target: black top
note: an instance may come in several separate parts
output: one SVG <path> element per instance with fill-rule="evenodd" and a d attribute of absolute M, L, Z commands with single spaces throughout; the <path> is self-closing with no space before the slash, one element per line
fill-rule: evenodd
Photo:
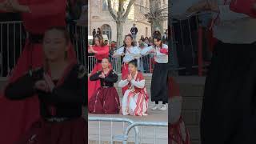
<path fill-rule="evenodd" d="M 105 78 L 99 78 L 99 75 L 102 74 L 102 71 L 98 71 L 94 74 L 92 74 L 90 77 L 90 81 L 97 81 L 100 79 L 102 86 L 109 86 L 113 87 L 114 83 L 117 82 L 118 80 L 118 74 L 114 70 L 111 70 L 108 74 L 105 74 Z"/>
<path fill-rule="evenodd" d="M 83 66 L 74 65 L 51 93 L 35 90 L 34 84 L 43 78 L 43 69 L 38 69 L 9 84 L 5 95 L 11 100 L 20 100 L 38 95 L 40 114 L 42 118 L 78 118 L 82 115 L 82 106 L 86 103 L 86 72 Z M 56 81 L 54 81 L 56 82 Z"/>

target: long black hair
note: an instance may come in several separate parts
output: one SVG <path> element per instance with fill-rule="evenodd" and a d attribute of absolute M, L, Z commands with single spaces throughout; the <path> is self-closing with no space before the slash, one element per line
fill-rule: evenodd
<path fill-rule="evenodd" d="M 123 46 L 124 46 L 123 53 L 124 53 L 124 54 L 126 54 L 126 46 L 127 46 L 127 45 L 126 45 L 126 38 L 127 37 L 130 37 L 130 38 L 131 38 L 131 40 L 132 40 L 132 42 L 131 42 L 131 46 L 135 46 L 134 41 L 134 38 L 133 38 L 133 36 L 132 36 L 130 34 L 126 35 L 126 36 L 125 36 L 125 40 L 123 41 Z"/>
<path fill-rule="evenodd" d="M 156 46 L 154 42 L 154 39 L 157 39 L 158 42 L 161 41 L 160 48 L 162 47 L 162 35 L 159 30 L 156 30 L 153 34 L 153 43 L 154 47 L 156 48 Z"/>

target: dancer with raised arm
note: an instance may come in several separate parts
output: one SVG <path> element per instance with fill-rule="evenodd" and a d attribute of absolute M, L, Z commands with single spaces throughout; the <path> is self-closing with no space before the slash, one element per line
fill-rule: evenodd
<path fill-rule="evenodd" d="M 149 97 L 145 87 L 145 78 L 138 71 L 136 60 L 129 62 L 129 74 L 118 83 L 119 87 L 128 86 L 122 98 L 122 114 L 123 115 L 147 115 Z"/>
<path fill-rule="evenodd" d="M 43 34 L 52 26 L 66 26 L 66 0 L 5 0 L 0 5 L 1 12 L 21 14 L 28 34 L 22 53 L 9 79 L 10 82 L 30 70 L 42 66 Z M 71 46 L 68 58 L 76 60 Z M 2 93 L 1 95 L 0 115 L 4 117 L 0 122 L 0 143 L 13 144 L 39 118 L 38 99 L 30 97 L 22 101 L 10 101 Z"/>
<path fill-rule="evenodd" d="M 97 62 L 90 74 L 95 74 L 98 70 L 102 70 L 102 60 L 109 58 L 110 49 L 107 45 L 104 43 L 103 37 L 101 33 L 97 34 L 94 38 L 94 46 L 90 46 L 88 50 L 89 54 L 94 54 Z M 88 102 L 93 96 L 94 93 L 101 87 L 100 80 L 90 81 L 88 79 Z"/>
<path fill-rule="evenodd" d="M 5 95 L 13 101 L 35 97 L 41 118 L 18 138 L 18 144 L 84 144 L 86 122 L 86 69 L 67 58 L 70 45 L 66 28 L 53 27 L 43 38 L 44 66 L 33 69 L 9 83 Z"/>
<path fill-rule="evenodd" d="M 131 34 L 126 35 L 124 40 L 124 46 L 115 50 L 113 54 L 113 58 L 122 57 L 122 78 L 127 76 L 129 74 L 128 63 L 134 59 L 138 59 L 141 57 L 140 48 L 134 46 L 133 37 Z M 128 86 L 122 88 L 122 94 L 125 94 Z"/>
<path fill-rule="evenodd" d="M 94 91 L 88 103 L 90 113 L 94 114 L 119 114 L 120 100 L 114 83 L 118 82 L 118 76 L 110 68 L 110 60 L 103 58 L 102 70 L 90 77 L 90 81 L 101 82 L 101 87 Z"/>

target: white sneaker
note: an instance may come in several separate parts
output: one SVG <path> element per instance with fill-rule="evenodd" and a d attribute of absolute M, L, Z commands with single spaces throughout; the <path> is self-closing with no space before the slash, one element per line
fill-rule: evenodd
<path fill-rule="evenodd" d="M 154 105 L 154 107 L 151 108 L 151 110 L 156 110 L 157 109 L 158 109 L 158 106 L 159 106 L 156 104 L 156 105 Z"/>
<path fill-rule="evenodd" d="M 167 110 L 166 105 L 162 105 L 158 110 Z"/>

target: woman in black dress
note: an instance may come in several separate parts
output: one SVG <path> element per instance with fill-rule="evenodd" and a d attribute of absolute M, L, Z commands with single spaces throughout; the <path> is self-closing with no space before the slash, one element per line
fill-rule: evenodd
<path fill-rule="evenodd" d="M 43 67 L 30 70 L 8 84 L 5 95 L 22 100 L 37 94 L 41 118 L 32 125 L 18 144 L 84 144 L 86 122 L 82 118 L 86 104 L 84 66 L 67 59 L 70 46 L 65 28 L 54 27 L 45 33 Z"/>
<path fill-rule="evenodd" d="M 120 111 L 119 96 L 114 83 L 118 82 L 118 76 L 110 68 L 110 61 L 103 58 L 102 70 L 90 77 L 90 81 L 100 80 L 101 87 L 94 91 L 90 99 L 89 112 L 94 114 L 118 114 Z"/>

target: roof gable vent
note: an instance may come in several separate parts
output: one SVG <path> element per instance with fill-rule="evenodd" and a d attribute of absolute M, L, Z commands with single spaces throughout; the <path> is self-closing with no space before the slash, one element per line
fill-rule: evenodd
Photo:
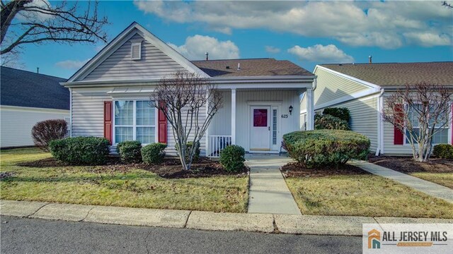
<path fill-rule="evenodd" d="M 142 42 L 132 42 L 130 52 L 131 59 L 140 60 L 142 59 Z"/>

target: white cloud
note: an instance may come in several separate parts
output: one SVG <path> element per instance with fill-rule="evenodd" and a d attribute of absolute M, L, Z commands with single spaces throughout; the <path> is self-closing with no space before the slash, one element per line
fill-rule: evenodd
____________________
### Task requirements
Duplicate all the rows above line for line, leaving out the pictures.

### Answer to this problem
target: black top
note: an instance may come in several separate parts
output: one SVG <path> element per instance with fill-rule="evenodd" and a d attribute of absolute M, L, Z commands with single spaces throughout; the <path> is self-closing with no space before the slash, one element per line
fill-rule: evenodd
Photo:
<path fill-rule="evenodd" d="M 105 78 L 99 78 L 99 75 L 102 74 L 102 71 L 98 71 L 94 74 L 92 74 L 90 77 L 90 81 L 97 81 L 100 79 L 102 86 L 109 86 L 113 87 L 114 83 L 117 82 L 118 80 L 118 74 L 114 70 L 111 70 L 108 74 L 105 74 Z"/>
<path fill-rule="evenodd" d="M 83 66 L 74 65 L 51 93 L 35 90 L 34 84 L 43 78 L 43 69 L 38 69 L 9 84 L 5 95 L 11 100 L 20 100 L 38 95 L 40 114 L 42 118 L 78 118 L 82 115 L 82 106 L 86 103 L 86 72 Z M 56 81 L 54 81 L 56 82 Z"/>

target: long black hair
note: an instance may come in several separate parts
output: one SVG <path> element per instance with fill-rule="evenodd" and a d attribute of absolute M, L, Z commands with single spaces throughout; the <path> is self-closing with no space before the slash, one element per line
fill-rule: evenodd
<path fill-rule="evenodd" d="M 123 46 L 124 46 L 123 53 L 124 53 L 124 54 L 126 54 L 126 46 L 127 46 L 127 45 L 126 45 L 126 38 L 127 37 L 130 37 L 130 38 L 131 38 L 131 40 L 132 40 L 132 42 L 131 42 L 131 46 L 135 46 L 134 41 L 134 38 L 133 38 L 133 36 L 132 36 L 130 34 L 126 35 L 126 36 L 125 36 L 125 40 L 123 41 Z"/>
<path fill-rule="evenodd" d="M 156 46 L 154 42 L 154 39 L 157 39 L 158 42 L 161 41 L 160 48 L 162 47 L 162 35 L 159 30 L 156 30 L 153 34 L 153 43 L 154 47 L 156 48 Z"/>

target: dancer with raised arm
note: an instance may come in several separate parts
output: one SVG <path> element per instance with fill-rule="evenodd" and a d attribute of absolute M, L, Z commands with single spaces throughout; the <path> is self-closing with no space before the slash, one element per line
fill-rule: evenodd
<path fill-rule="evenodd" d="M 149 97 L 145 87 L 145 78 L 138 71 L 136 60 L 129 62 L 129 74 L 118 83 L 119 87 L 128 86 L 122 98 L 122 114 L 123 115 L 147 115 Z"/>
<path fill-rule="evenodd" d="M 43 34 L 52 26 L 66 26 L 66 0 L 5 0 L 0 5 L 1 12 L 21 14 L 28 34 L 22 53 L 9 79 L 10 82 L 30 70 L 42 66 Z M 71 46 L 68 58 L 76 60 Z M 2 93 L 1 95 L 0 115 L 4 117 L 0 122 L 0 143 L 13 144 L 39 118 L 38 99 L 30 97 L 22 101 L 10 101 Z"/>
<path fill-rule="evenodd" d="M 97 62 L 90 74 L 95 74 L 98 70 L 102 70 L 102 60 L 109 58 L 110 49 L 107 45 L 104 43 L 103 37 L 101 33 L 97 34 L 94 38 L 94 46 L 90 46 L 88 50 L 89 54 L 94 54 Z M 88 102 L 93 96 L 94 93 L 101 87 L 100 80 L 90 81 L 88 79 Z"/>
<path fill-rule="evenodd" d="M 5 95 L 13 101 L 35 97 L 41 118 L 18 138 L 18 144 L 84 144 L 86 122 L 86 69 L 67 58 L 70 45 L 66 28 L 53 27 L 43 38 L 44 66 L 33 69 L 9 83 Z"/>
<path fill-rule="evenodd" d="M 131 34 L 126 35 L 124 40 L 124 46 L 115 50 L 113 54 L 113 58 L 122 57 L 122 78 L 127 76 L 129 74 L 128 63 L 134 59 L 138 59 L 141 57 L 140 48 L 134 46 L 133 37 Z M 128 86 L 122 88 L 122 94 L 125 94 Z"/>
<path fill-rule="evenodd" d="M 94 91 L 88 103 L 90 113 L 94 114 L 119 114 L 120 100 L 114 83 L 118 82 L 118 76 L 110 68 L 110 60 L 103 58 L 102 70 L 90 77 L 90 81 L 101 82 L 101 87 Z"/>

target: white sneaker
note: an instance may come in several separate parts
output: one SVG <path> element per instance with fill-rule="evenodd" and a d attribute of absolute M, L, Z commands with single spaces throughout; the <path> is self-closing with no space before the slash, one element per line
fill-rule: evenodd
<path fill-rule="evenodd" d="M 154 105 L 154 107 L 151 108 L 151 110 L 156 110 L 157 109 L 158 109 L 158 106 L 159 106 L 156 104 L 156 105 Z"/>
<path fill-rule="evenodd" d="M 167 110 L 166 105 L 162 105 L 158 110 Z"/>

target: woman in black dress
note: an instance may come in several separate parts
output: one SVG <path> element per instance with fill-rule="evenodd" and a d attribute of absolute M, L, Z commands with single spaces throughout; the <path> is self-closing with no space before the slash, one element per line
fill-rule: evenodd
<path fill-rule="evenodd" d="M 43 67 L 30 70 L 8 84 L 5 95 L 22 100 L 37 94 L 41 118 L 32 125 L 18 144 L 84 144 L 86 122 L 82 118 L 86 104 L 84 66 L 67 59 L 70 46 L 65 28 L 54 27 L 45 33 Z"/>
<path fill-rule="evenodd" d="M 120 111 L 119 96 L 114 83 L 118 82 L 118 76 L 110 68 L 110 61 L 103 58 L 102 70 L 90 77 L 90 81 L 100 80 L 101 87 L 94 91 L 90 99 L 89 112 L 94 114 L 118 114 Z"/>

target: roof gable vent
note: an instance may come in several separate parts
output: one SVG <path> element per instance with fill-rule="evenodd" and a d attribute of absolute M, L, Z commands with single spaces throughout; the <path> is self-closing with no space before the slash, one element per line
fill-rule: evenodd
Photo:
<path fill-rule="evenodd" d="M 142 42 L 132 42 L 130 52 L 131 59 L 140 60 L 142 59 Z"/>

target: white cloud
note: an instance may come in several separate parts
output: one SVG <path> element per instance with fill-rule="evenodd" and a d attribute of absolute M, L, Z commands with single spaces throughout; the <path> is self-closing with no space before the slash, one element per line
fill-rule: evenodd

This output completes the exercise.